__WHAT IS NEEDED__
Look below for the line containing "Where can the motorcycle headlight" and the line containing "Target: car roof"; repeat exactly those two lines and all lines between them, and nothing else.

Stored entries
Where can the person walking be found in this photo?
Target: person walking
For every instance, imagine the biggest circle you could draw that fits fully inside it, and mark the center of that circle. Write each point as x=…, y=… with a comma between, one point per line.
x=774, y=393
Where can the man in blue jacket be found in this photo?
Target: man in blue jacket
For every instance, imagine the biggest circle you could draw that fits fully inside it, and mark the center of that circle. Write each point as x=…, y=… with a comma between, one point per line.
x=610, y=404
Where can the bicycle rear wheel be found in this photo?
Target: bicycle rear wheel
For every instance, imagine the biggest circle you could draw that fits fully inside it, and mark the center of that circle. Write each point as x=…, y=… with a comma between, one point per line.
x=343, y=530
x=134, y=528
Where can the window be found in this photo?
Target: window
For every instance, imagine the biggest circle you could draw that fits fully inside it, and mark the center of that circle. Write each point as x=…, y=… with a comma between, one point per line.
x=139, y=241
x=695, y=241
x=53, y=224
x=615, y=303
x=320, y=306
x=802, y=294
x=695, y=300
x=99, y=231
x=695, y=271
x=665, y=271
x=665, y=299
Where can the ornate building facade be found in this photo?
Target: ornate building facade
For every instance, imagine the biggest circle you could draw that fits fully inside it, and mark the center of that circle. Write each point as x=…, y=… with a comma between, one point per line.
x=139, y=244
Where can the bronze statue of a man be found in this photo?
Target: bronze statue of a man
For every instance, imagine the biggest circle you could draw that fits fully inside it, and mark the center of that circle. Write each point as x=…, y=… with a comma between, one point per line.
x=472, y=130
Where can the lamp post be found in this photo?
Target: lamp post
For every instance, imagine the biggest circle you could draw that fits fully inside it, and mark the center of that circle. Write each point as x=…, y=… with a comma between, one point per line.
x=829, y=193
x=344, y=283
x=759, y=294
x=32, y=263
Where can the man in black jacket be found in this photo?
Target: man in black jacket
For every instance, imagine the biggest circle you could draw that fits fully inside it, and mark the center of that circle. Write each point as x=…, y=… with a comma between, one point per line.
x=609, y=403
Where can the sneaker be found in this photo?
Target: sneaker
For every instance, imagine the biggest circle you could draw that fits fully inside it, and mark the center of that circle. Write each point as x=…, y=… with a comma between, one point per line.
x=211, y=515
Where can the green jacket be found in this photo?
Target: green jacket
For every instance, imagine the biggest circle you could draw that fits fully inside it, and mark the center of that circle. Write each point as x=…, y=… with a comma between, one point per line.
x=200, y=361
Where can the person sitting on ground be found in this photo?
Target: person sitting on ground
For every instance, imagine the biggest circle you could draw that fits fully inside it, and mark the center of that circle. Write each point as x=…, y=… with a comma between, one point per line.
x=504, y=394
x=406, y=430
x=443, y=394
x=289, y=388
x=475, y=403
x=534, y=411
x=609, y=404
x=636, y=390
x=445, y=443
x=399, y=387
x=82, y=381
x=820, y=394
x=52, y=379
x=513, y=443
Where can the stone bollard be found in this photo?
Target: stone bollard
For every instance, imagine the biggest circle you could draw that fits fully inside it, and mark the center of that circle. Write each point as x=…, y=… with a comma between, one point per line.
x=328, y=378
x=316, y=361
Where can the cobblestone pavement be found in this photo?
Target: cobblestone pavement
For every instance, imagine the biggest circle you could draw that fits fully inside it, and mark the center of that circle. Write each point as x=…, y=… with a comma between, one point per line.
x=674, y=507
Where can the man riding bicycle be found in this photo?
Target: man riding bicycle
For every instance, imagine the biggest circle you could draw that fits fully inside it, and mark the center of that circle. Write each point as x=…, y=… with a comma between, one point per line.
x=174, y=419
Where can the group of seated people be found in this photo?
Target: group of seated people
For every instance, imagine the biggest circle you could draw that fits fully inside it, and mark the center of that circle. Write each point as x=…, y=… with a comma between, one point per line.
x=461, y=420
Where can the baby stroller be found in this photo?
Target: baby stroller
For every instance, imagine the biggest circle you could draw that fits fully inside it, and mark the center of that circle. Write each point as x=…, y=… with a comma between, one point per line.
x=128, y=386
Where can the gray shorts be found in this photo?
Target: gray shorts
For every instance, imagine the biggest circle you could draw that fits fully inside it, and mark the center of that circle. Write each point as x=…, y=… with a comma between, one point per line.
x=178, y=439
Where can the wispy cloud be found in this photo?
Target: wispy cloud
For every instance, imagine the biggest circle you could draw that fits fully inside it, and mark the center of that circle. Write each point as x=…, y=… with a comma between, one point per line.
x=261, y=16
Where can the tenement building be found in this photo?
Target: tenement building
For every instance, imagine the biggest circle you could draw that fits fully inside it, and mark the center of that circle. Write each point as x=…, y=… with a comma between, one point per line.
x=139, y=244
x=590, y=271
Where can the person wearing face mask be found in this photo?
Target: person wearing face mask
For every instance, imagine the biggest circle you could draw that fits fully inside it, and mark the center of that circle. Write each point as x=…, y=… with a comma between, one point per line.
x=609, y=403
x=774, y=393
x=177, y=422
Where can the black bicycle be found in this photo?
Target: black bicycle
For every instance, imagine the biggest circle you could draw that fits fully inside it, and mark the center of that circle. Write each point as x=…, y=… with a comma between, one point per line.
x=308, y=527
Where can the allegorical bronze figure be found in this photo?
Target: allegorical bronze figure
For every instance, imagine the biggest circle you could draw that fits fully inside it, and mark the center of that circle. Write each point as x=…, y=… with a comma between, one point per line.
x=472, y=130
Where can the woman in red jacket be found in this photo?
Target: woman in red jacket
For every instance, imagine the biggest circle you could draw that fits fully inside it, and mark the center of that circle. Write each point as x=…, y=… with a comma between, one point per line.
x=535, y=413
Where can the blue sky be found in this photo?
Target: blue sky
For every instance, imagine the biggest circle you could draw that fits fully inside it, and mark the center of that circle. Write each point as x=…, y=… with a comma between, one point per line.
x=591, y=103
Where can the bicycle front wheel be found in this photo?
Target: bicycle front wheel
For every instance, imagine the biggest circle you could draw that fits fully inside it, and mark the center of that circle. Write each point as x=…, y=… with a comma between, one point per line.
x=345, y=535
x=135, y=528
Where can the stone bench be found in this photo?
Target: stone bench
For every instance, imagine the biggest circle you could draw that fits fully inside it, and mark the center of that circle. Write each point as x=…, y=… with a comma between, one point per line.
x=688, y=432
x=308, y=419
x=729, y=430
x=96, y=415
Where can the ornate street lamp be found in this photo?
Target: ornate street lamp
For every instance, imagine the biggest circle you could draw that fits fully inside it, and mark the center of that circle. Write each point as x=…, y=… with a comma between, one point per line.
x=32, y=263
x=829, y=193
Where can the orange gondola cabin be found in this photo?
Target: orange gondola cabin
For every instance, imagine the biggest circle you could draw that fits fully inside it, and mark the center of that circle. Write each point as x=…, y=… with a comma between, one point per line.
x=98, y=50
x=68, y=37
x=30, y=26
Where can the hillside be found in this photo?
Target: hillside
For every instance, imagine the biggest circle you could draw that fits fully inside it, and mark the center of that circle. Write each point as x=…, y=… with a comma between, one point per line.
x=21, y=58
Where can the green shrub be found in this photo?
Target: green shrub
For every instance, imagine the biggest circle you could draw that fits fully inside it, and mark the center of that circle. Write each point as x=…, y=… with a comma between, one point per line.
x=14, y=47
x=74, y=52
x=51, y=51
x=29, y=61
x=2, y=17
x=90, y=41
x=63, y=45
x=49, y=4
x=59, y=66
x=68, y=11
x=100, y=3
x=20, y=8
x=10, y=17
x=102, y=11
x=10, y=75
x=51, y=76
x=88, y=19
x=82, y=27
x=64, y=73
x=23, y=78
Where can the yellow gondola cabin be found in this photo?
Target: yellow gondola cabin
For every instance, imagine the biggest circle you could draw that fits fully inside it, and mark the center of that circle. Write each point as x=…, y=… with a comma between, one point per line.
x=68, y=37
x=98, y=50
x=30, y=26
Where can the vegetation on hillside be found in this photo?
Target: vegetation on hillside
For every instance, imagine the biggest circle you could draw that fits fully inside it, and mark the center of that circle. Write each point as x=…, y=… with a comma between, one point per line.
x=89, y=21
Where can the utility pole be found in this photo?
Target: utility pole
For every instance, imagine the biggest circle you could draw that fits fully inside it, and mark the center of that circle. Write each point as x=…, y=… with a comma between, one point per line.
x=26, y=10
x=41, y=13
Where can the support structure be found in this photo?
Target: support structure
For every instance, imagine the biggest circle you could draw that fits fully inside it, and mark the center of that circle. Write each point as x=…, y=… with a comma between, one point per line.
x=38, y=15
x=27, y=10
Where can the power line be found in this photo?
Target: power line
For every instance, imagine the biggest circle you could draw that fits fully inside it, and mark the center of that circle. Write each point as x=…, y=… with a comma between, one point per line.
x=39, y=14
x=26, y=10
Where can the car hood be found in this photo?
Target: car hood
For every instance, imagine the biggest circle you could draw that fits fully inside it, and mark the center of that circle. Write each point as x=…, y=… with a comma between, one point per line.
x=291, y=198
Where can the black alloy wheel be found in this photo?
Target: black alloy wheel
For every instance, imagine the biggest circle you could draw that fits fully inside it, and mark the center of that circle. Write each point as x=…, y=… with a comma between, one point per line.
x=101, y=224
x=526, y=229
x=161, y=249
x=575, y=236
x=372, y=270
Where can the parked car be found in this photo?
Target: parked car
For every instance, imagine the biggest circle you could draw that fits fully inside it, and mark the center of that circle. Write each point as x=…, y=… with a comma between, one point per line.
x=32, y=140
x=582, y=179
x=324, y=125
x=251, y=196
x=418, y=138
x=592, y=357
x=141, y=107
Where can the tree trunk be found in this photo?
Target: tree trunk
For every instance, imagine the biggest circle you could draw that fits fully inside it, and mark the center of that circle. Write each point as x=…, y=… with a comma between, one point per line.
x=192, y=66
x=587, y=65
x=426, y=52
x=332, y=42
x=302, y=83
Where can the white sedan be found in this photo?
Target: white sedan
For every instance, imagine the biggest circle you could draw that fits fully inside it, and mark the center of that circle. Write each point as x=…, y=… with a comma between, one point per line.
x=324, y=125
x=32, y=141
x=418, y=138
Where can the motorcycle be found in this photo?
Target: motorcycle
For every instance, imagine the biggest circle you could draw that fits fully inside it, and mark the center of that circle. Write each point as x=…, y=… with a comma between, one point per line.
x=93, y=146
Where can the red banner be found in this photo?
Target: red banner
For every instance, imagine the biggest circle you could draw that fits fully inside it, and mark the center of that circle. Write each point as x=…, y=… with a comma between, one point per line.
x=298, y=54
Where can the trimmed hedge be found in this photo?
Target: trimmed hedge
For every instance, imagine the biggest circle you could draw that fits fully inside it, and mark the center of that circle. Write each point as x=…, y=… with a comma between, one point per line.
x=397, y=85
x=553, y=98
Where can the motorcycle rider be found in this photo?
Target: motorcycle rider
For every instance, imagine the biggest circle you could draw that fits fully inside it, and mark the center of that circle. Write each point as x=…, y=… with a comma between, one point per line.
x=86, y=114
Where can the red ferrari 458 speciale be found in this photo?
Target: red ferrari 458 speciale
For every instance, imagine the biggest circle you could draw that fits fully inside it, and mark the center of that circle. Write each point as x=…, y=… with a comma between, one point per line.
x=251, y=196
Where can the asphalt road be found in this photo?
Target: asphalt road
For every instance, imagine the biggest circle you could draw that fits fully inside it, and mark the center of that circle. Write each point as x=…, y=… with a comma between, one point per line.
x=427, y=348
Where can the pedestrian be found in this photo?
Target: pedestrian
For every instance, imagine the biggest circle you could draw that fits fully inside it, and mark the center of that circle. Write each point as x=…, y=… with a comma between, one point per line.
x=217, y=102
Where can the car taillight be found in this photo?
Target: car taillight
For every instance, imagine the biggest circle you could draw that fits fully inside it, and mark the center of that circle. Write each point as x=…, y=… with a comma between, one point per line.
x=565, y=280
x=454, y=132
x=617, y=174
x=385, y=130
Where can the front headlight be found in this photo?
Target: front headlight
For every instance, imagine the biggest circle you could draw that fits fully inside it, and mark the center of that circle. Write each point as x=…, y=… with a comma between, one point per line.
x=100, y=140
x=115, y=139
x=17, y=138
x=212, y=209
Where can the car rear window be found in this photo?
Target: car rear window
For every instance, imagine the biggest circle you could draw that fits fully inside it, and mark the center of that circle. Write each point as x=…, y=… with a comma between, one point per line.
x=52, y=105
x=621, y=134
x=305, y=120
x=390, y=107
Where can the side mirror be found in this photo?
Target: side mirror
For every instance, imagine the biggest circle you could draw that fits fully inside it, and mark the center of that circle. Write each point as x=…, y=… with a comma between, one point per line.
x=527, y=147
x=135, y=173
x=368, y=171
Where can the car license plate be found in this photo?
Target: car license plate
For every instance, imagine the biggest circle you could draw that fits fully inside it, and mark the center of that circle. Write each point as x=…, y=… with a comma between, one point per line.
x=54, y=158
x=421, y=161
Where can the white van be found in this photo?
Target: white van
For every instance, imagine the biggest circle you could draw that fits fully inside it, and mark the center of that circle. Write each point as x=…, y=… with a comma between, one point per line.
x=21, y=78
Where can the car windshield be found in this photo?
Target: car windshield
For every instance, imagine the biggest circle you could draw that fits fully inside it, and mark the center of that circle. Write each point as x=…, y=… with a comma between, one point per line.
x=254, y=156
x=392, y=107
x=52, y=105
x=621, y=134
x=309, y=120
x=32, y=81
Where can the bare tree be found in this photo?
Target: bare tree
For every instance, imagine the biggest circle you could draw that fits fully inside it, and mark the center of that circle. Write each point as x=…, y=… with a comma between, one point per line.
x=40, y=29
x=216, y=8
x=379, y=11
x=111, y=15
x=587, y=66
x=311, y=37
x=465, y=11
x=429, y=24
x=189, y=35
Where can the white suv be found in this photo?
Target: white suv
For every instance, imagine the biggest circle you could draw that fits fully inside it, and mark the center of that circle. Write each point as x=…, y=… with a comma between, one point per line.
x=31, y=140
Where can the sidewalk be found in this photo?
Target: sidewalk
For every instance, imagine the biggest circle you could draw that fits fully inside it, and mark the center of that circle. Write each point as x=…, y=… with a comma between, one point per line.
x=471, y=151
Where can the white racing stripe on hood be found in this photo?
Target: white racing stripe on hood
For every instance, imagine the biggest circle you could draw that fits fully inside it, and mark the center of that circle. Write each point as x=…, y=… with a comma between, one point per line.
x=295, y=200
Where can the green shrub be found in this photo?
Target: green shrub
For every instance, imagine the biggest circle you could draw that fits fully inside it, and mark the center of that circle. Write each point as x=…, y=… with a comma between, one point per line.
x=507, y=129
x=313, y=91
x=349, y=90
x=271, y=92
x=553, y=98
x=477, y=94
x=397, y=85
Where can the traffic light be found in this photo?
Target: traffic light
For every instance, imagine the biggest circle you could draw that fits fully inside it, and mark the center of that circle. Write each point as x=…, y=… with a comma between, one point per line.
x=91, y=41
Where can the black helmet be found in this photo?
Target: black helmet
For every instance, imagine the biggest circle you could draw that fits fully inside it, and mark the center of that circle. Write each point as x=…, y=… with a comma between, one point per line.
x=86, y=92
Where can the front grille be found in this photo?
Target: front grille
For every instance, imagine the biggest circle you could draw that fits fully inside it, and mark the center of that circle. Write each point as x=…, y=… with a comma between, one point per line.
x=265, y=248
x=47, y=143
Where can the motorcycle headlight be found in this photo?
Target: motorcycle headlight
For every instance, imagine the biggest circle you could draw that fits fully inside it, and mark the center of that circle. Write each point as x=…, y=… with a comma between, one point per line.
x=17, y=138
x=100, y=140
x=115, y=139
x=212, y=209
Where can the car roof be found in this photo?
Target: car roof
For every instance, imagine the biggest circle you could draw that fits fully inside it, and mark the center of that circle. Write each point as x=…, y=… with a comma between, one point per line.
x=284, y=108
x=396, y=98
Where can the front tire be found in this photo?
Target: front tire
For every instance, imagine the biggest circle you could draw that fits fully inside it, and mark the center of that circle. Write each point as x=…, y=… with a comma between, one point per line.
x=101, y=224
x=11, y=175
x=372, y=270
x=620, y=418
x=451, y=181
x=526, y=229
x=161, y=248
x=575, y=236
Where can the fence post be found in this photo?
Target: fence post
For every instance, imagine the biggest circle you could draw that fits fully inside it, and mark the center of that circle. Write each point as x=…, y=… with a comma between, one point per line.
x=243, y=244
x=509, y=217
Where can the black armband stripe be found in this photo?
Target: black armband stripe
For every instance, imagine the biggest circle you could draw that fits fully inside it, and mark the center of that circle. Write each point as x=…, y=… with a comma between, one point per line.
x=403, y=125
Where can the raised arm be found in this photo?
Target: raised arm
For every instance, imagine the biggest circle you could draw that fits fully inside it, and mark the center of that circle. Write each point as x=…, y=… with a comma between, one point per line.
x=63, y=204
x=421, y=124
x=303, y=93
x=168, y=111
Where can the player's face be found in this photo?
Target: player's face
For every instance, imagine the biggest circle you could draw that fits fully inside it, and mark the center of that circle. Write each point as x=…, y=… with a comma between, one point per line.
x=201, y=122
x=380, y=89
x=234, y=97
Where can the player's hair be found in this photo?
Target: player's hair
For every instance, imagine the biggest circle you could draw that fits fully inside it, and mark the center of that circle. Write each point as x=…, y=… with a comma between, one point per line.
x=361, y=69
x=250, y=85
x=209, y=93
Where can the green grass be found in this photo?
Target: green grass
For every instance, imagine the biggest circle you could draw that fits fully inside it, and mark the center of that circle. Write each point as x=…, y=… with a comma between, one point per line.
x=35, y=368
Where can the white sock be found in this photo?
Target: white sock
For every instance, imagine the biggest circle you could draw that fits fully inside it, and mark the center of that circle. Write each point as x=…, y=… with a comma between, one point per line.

__FINAL ANSWER__
Where can the motorcycle headlight be found in this photo?
Target: motorcycle headlight
For every instance, imagine the biggest circle you could draw that fits fully inside it, and mark the center of that circle. Write each point as x=…, y=… with a comma between, one point per line.
x=17, y=138
x=100, y=140
x=115, y=139
x=212, y=209
Where can the car roof be found in this photo?
Target: car roof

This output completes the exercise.